Exercise description
State only how many lines of the records contain the string "cloud".

*** Dataset records ***

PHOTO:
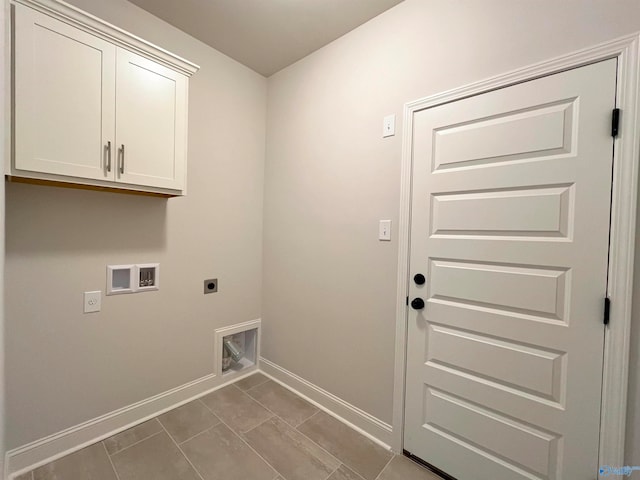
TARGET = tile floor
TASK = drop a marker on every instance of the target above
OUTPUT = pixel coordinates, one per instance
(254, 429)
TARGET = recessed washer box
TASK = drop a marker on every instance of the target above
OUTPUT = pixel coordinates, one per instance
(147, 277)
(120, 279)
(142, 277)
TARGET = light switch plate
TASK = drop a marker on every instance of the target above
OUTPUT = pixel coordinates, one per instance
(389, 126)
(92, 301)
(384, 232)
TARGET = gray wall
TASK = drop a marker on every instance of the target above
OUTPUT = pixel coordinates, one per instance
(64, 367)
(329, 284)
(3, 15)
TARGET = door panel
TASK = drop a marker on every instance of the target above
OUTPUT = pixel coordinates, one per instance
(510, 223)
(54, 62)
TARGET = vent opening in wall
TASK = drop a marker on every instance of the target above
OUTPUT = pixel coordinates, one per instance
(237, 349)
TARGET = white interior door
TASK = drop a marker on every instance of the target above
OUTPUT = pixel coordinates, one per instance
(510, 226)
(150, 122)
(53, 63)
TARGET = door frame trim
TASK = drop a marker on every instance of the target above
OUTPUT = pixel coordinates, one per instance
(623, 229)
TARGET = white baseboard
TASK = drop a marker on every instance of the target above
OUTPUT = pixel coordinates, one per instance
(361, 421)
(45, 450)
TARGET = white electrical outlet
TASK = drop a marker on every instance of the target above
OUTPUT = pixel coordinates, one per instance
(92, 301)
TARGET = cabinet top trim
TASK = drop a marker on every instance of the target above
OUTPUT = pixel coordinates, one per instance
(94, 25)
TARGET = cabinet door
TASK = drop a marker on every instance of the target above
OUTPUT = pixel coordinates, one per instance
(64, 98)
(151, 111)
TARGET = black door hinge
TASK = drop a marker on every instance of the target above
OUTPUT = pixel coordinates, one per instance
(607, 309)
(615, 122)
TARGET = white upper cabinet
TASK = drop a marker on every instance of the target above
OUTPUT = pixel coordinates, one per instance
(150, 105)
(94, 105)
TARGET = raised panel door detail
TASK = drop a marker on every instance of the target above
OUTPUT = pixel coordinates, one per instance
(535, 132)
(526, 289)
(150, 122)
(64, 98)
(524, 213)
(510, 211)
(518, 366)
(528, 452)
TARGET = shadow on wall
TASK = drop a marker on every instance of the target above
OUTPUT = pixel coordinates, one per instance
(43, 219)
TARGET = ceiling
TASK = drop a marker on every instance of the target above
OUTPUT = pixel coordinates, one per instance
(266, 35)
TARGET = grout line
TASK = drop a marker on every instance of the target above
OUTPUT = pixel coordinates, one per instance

*** End of Dataset records ***
*** Dataset records ***

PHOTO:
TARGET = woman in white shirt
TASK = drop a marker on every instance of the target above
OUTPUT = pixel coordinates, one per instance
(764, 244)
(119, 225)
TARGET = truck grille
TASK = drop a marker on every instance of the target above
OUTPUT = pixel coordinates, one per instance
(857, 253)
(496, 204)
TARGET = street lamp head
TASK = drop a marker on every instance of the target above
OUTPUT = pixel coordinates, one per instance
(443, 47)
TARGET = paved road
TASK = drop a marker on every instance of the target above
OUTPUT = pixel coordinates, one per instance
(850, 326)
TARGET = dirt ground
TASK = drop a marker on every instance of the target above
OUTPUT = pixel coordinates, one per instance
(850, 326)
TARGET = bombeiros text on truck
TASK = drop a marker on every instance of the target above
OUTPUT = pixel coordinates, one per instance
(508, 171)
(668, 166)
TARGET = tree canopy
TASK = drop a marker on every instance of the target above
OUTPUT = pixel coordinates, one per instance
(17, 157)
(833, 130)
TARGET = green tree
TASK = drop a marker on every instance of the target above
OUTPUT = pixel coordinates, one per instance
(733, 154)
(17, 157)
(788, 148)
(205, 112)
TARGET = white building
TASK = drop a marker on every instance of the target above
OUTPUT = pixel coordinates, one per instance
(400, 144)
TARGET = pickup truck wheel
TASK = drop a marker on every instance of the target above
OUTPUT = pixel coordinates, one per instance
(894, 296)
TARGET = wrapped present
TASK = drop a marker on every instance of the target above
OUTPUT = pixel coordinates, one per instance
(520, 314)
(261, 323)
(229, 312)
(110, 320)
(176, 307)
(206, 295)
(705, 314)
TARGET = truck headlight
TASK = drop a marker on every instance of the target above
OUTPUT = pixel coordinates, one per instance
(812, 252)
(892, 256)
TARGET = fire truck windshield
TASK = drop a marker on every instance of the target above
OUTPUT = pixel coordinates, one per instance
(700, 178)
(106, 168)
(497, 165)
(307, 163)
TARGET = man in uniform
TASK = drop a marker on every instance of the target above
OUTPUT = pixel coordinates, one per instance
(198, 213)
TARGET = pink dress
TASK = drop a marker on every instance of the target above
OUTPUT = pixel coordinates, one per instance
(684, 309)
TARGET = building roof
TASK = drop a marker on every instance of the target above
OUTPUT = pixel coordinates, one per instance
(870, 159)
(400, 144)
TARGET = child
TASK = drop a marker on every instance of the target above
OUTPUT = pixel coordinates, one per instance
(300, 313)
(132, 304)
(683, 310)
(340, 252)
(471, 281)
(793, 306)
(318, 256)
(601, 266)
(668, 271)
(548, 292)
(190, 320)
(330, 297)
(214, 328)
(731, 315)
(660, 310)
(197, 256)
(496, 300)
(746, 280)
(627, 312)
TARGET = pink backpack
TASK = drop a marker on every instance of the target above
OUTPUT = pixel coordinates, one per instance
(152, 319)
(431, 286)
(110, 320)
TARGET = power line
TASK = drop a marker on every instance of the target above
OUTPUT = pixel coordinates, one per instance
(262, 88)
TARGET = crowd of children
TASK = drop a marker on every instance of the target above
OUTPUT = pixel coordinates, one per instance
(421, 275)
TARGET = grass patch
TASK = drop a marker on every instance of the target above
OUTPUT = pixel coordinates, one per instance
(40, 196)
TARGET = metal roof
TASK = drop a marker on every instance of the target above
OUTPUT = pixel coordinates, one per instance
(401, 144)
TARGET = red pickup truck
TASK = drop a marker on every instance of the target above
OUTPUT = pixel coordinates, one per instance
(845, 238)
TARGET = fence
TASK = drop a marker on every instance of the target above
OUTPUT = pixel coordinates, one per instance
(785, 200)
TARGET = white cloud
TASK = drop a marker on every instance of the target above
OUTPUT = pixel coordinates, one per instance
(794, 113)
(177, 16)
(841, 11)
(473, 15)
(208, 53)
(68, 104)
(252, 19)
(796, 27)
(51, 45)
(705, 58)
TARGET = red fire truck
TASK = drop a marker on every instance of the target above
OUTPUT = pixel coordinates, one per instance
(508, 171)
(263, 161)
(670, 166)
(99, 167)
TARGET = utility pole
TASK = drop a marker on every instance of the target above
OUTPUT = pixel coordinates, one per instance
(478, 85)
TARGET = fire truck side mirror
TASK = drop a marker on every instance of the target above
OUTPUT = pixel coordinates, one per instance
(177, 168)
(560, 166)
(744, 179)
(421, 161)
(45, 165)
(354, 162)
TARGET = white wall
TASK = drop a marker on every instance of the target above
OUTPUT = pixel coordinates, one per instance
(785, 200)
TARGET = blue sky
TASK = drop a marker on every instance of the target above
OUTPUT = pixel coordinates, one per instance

*** End of Dataset records ***
*** Dataset records ***

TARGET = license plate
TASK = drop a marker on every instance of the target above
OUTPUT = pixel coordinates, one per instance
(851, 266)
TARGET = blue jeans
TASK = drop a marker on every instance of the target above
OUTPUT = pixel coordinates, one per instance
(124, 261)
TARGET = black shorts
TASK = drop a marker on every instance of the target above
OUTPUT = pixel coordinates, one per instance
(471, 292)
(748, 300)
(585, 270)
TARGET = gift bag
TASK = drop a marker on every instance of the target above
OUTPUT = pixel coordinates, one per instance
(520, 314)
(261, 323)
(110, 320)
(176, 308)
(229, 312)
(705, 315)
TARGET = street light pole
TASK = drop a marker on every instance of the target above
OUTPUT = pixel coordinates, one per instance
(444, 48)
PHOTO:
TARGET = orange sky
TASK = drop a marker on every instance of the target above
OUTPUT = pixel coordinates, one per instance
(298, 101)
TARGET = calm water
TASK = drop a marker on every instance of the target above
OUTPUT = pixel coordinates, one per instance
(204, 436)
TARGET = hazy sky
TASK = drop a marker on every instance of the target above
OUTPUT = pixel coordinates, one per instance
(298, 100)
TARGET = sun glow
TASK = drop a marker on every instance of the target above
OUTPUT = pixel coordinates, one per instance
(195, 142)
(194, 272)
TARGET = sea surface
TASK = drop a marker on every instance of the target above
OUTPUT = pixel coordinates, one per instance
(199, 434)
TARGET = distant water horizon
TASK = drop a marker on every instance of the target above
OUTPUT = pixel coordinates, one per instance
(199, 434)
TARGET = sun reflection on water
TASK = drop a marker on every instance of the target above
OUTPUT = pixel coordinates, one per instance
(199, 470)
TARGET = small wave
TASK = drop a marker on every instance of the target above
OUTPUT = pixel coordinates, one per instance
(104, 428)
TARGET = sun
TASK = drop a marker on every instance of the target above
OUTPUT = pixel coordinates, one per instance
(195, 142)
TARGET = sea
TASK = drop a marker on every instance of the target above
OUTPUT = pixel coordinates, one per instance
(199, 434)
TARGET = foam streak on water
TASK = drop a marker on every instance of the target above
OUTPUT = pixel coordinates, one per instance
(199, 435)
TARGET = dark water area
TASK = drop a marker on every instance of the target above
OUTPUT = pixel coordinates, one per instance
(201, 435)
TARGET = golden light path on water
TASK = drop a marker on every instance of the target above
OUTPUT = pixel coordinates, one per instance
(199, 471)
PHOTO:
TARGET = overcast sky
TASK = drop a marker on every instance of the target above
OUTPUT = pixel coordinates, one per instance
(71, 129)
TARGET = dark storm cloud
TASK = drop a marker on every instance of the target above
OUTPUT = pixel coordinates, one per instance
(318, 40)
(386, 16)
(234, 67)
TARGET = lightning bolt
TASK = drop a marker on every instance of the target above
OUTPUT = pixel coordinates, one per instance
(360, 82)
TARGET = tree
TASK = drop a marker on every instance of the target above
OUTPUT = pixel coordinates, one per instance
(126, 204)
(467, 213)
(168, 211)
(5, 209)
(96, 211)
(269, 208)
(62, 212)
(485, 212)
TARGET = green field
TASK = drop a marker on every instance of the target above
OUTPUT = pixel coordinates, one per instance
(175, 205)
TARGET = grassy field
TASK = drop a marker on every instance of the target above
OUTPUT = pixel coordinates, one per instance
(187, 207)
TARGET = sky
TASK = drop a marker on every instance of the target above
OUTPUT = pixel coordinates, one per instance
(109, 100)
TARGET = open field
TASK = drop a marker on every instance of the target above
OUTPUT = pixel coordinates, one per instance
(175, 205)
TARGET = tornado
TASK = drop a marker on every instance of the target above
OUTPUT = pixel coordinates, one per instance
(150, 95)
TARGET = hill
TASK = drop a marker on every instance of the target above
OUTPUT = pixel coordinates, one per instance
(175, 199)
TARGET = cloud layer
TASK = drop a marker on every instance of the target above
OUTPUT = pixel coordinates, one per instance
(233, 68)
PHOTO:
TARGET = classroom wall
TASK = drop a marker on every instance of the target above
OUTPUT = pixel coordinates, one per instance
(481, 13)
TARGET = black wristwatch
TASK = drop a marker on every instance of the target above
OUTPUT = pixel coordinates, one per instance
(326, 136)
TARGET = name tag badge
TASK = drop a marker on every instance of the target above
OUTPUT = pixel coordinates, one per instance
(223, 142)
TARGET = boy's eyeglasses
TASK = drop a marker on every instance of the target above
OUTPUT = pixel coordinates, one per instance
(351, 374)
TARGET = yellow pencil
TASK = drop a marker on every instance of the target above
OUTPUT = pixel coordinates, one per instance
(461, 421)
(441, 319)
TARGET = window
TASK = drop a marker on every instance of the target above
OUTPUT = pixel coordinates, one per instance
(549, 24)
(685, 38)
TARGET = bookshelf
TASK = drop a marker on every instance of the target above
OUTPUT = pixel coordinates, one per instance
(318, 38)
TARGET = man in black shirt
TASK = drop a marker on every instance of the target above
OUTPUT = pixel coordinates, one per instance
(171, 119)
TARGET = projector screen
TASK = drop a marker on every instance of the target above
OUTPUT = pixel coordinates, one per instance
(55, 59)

*** End of Dataset records ***

Written response
3